→ **Requirements**
Filter the listing below, keeping every line that contains the string "short"; the match is case-sensitive.

→ **Working data**
· · · ·

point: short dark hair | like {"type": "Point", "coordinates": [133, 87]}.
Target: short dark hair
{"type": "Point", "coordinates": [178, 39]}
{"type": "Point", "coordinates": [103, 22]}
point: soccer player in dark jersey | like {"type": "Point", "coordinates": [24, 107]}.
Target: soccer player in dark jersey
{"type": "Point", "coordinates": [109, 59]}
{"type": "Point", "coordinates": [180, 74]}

· · · ·

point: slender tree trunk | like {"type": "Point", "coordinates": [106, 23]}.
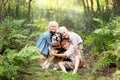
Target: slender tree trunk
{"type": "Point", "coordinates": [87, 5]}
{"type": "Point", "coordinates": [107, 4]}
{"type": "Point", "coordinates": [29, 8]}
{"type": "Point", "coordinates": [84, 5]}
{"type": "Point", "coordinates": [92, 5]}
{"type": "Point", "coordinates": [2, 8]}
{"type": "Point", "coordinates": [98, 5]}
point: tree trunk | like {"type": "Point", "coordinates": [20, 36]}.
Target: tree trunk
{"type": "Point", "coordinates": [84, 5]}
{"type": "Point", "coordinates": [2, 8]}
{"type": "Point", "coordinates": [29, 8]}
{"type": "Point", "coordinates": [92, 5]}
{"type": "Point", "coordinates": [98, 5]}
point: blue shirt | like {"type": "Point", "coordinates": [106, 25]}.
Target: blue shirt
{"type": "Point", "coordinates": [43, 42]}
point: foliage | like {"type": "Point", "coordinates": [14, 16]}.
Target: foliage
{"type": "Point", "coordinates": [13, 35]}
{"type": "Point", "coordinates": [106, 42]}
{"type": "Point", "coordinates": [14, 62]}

· · · ·

→ **Full answer**
point: short dark hair | like {"type": "Point", "coordinates": [133, 87]}.
Target: short dark hair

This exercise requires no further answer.